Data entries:
────
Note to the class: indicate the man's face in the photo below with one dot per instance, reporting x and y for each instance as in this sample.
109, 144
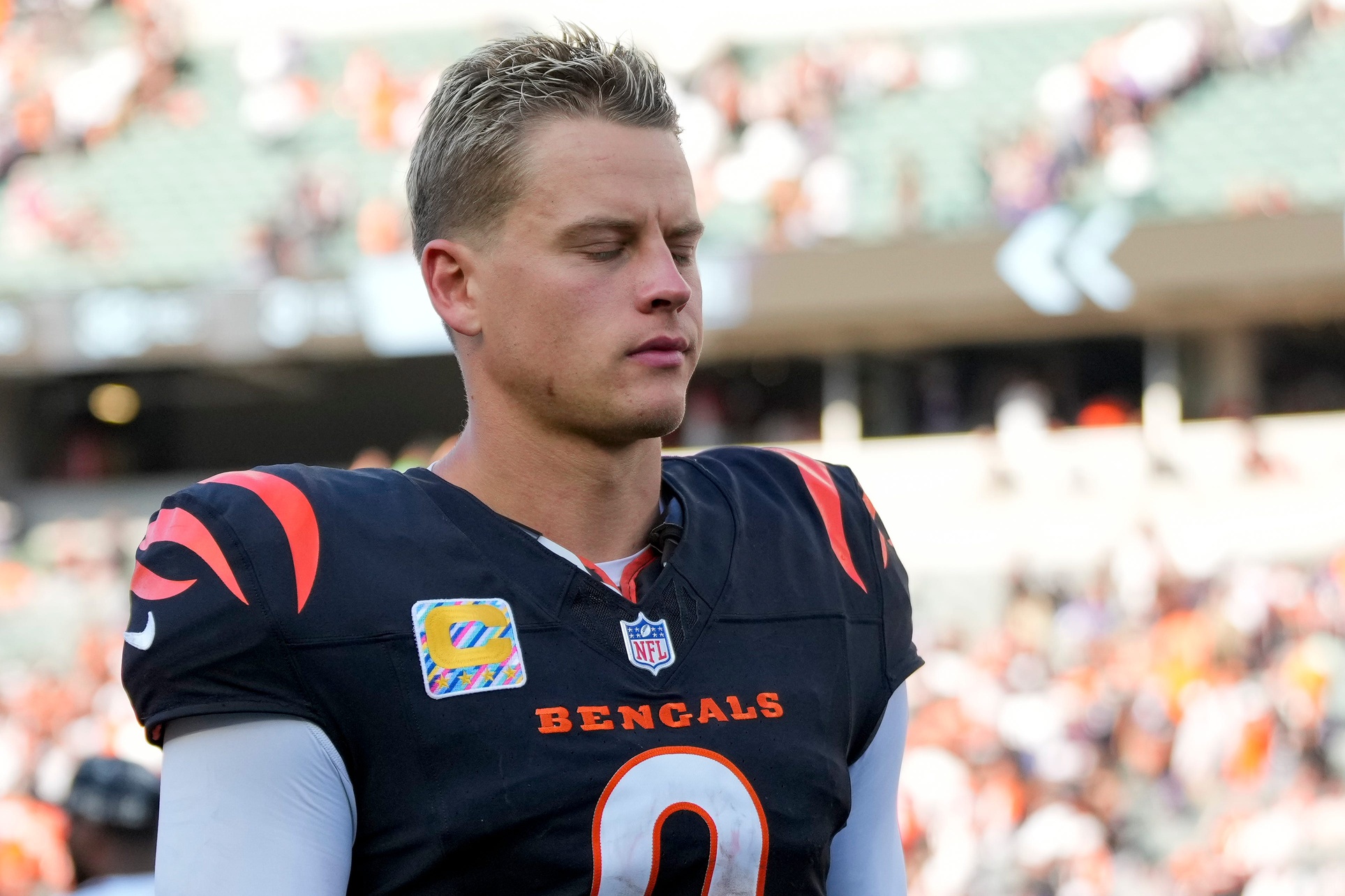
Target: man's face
588, 298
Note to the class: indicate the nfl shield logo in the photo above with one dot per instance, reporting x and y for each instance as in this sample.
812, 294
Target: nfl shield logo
647, 643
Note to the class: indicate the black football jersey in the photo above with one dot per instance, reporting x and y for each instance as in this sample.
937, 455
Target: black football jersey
509, 723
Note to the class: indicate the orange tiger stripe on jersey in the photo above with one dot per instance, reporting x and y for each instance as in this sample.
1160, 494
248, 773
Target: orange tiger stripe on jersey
828, 500
295, 514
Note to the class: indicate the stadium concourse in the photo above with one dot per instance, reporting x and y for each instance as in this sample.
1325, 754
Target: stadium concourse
1122, 523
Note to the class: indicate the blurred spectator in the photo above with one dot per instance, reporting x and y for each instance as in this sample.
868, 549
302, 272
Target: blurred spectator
1101, 743
113, 810
59, 89
1106, 410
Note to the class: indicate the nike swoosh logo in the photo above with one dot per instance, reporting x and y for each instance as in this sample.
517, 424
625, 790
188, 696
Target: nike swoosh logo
142, 639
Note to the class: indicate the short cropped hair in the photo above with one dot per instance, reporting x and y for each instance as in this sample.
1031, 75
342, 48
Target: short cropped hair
467, 165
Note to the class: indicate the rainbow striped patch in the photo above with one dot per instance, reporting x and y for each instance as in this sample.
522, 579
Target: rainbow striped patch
467, 645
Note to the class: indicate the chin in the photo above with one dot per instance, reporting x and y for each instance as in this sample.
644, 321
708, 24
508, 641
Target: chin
648, 421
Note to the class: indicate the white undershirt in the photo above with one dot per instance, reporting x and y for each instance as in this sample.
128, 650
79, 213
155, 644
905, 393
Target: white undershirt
616, 568
275, 790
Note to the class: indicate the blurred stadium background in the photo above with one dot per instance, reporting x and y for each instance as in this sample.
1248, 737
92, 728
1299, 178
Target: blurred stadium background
1063, 281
────
EXERCISE DETAILS —
Copy every record character for character. Skip the pictures.

THE ANSWER —
Note to the class: indicate the man's face in the photo below with one dot per instance, reporting x and y for each instance as in this sample.
109, 144
Target: man's face
588, 298
Note to the class: indicate the nfl shield logo in the photo above with one dot per instance, reporting x and y for each instance as in this sample.
812, 294
Target: nfl shield logo
647, 643
Note to the class: indicate the black football jersey in the photo above with one dot per instance, reporting x and y for each instance as in this sample.
937, 455
Target: black football jersey
509, 723
Note to the class: indicate the orange tiger stripe on jersey in the photo above with one dot per instance, reporting x and y for each instance as in this sample.
1160, 494
248, 773
Target: orange tiger stripe on jersey
828, 500
295, 514
Note to the class: indicate the stadium concourse in the photo above with one dot per instance, reporting x and y for each instance as in this sample.
1325, 754
Target: stadium concourse
1122, 523
Note to the class: indicate the blurred spectator in the photo above with one dot per instance, reporting x and y for each instance as in this sample.
868, 549
302, 272
Target: blurred spectator
1101, 743
113, 810
59, 89
1106, 410
Note to the class: indicate the nike swoosh logo in the photo above with one dot per instance, reporting x and y for each instance as in this sample.
517, 424
625, 790
188, 696
Target: nike swoosh logo
142, 639
Note to the class: indicate the short cropped hair in the photo above with one dot per instance, reporting x and y for each instance as in this sample.
1031, 75
342, 48
Target: short cropped hair
467, 165
Note to the class: indicate the rainbow striped patch in the photo above with one dot per instance, reporting x and y for each instance as in this sample.
522, 579
Target: rainbow striped patch
467, 645
Note to the class: indicate the chin in the photo above with one dot per instance, reporting x and y for each instance as in this sample.
644, 321
708, 24
508, 641
Target: chin
648, 421
Note to the class: indicate the white undershirt in the photo above with one dot per instance, reporting x and y for each instance as in this sample.
128, 650
79, 213
155, 644
905, 393
Target: white undershirt
616, 568
275, 790
Note to the class: indicate the blurred stadium background in the photo above with one dot per instance, reporting x and y for each instance as in this sample.
1248, 737
92, 728
1299, 178
Target: blurred stadium background
1063, 281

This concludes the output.